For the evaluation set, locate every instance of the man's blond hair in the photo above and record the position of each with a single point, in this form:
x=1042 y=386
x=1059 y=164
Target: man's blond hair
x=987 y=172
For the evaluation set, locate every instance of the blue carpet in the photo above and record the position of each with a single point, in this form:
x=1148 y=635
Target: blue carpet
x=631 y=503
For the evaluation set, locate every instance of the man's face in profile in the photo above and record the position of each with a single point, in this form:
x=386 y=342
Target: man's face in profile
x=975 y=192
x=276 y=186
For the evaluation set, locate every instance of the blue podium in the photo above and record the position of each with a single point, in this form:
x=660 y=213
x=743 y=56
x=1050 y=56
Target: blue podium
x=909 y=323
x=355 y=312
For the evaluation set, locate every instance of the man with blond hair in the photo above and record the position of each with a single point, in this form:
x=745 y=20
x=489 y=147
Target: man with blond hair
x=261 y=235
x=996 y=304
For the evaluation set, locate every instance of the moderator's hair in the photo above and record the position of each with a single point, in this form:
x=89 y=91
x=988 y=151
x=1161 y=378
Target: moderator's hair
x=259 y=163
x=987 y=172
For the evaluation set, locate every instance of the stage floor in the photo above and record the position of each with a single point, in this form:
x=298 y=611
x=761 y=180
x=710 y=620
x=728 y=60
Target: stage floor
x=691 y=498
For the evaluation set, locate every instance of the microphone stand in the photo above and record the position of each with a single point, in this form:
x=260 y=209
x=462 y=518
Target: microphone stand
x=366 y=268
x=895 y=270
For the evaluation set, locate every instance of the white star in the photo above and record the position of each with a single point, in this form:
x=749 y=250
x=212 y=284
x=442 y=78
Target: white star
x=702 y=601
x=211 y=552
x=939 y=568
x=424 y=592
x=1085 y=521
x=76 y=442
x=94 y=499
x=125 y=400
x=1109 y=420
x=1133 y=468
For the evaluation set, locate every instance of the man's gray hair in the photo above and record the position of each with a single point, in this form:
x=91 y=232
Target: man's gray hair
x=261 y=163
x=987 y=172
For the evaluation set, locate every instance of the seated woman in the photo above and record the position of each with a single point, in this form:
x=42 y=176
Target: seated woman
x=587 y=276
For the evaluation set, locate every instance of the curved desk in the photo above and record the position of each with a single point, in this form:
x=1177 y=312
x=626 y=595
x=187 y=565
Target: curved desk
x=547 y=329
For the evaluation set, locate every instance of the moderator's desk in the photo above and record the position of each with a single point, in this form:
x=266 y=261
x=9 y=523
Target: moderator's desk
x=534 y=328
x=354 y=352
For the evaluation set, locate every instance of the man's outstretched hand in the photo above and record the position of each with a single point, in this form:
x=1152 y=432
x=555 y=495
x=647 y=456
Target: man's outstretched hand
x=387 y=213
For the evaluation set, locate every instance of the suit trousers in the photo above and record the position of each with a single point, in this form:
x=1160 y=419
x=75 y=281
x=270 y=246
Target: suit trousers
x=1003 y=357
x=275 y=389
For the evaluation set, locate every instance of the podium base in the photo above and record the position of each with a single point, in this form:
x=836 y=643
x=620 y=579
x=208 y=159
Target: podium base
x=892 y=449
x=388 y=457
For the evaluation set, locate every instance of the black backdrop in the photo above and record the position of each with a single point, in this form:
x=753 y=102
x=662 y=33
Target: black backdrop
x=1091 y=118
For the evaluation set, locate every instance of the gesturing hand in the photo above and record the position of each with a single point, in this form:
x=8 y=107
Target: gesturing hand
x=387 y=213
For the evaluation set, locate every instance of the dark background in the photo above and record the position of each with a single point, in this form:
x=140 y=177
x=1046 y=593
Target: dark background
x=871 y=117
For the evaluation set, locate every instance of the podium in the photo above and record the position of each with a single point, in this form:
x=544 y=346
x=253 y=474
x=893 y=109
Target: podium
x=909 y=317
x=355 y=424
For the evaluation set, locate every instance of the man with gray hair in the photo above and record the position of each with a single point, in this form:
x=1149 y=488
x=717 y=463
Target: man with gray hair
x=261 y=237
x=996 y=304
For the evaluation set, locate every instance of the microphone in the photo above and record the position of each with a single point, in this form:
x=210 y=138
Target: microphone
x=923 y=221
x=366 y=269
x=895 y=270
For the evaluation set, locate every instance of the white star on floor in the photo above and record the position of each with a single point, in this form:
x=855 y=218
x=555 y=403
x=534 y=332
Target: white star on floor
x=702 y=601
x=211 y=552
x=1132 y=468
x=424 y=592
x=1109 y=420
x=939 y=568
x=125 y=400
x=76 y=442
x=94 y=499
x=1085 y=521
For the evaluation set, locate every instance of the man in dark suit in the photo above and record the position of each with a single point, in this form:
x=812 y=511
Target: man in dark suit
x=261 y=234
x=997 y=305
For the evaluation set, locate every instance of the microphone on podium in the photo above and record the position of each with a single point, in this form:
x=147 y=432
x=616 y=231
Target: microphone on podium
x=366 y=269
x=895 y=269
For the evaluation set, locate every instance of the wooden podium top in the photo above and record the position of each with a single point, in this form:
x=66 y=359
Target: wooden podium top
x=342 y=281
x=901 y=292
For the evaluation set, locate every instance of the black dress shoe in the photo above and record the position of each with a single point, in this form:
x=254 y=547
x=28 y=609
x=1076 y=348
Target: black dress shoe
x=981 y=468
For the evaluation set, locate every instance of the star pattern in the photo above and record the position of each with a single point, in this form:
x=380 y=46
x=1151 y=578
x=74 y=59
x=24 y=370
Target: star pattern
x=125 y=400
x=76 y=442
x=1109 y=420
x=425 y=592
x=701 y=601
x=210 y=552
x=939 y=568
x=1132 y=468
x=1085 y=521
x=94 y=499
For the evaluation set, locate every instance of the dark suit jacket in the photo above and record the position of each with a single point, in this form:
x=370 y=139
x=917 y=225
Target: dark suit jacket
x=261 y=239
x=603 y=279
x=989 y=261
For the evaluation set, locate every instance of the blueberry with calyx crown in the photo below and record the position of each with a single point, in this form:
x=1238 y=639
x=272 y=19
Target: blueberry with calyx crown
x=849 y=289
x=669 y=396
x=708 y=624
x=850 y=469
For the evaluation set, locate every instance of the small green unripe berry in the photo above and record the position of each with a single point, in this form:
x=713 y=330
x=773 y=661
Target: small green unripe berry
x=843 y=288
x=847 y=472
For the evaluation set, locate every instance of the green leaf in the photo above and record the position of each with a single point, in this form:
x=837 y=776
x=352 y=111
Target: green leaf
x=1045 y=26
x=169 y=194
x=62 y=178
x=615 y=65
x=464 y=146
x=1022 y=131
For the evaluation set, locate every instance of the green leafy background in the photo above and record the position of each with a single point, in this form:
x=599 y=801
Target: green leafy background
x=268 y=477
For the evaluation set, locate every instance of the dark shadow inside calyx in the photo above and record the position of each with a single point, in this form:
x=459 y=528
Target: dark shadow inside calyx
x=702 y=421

_EXERCISE:_
Rescale the lines from the one containing "For the evaluation set, locate every instance of the blue carpet" through the one containing "x=631 y=503", inclusive, and give only those lines, requests included, with each answer coordinate multiplied by 0.75 and rounded to a whole number, halves rounded up. Leave the sample coordinates in the requests unchanged.

_THE OUTPUT:_
For the evaluation set, locate every instance of the blue carpet in the photo above and record the position of each with a single point, in this form:
x=1148 y=635
Target: blue carpet
x=473 y=377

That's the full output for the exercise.